→ Exercise:
Using the data below, work out how many lines contain the word "patch", then state that number without comment.

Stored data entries
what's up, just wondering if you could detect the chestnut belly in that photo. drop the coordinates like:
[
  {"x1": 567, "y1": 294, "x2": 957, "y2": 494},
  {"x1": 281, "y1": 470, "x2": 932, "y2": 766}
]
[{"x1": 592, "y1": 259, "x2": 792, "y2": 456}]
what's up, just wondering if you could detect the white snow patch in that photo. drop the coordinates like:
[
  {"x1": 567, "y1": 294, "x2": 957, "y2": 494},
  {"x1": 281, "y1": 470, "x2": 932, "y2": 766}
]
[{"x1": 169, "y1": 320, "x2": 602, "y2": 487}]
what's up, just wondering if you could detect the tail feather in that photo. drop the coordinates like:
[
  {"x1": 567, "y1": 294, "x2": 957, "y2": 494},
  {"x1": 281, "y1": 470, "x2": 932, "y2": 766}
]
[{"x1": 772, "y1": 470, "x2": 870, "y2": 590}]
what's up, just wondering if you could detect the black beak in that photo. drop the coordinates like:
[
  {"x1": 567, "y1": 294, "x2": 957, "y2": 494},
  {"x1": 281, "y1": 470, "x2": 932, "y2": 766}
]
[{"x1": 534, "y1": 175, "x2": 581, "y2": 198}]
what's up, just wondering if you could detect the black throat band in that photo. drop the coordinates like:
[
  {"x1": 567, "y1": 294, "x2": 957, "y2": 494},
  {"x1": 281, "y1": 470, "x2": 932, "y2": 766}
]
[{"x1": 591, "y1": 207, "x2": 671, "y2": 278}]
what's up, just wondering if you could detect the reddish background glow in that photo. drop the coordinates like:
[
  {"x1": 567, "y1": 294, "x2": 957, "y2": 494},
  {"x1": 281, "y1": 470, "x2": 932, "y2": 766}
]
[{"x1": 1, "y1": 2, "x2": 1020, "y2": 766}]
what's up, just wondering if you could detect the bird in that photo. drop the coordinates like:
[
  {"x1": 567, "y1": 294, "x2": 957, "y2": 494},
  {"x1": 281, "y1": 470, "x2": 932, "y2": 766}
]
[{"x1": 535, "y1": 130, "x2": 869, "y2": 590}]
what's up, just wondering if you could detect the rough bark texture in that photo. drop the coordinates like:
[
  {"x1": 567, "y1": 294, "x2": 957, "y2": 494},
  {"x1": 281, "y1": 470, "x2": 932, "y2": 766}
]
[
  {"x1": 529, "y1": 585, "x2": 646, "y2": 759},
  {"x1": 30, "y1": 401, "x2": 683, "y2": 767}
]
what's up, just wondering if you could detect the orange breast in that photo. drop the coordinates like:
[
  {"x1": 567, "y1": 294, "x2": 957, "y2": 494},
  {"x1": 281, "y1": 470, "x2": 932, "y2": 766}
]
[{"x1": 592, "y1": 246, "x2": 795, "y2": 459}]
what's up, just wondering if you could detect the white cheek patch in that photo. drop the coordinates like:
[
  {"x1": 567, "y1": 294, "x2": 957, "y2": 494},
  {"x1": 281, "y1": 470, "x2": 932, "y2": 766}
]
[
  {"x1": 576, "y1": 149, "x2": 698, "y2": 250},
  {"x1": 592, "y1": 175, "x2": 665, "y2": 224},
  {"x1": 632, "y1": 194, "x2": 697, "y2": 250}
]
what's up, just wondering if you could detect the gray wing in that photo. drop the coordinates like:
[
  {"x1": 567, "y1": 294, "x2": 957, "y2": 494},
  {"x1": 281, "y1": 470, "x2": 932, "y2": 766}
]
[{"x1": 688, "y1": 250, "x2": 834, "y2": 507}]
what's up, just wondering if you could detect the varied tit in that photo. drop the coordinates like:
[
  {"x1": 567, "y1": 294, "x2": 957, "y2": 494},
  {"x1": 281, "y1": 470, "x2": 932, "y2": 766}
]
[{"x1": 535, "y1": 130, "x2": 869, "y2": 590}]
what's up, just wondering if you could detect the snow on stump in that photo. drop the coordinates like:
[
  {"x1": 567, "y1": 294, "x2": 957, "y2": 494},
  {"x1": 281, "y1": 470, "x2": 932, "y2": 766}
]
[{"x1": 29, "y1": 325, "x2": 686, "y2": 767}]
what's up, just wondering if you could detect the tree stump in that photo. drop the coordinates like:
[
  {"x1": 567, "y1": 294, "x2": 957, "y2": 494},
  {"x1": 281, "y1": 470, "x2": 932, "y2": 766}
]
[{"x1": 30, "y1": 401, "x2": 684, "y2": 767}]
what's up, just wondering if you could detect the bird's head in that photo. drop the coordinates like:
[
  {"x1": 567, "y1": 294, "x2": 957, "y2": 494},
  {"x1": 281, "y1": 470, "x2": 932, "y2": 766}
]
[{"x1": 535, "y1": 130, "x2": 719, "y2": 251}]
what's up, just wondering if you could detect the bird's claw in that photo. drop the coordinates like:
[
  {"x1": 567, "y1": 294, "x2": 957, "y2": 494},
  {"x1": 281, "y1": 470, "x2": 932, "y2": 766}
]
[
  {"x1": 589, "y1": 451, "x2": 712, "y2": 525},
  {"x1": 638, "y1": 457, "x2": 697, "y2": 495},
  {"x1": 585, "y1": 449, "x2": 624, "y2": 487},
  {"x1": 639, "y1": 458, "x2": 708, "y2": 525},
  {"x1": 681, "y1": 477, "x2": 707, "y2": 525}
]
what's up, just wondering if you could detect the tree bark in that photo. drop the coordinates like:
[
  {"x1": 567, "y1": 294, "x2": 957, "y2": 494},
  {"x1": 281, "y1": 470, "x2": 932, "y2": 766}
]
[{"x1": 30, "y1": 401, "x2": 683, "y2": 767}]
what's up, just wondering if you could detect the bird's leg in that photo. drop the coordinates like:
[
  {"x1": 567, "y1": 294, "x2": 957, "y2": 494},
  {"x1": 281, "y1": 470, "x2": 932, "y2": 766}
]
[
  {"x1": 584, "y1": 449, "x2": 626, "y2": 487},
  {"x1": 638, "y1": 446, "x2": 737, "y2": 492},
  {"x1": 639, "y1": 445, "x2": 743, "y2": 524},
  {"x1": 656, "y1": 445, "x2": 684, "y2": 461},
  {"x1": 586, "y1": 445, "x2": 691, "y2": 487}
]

→ Response area:
2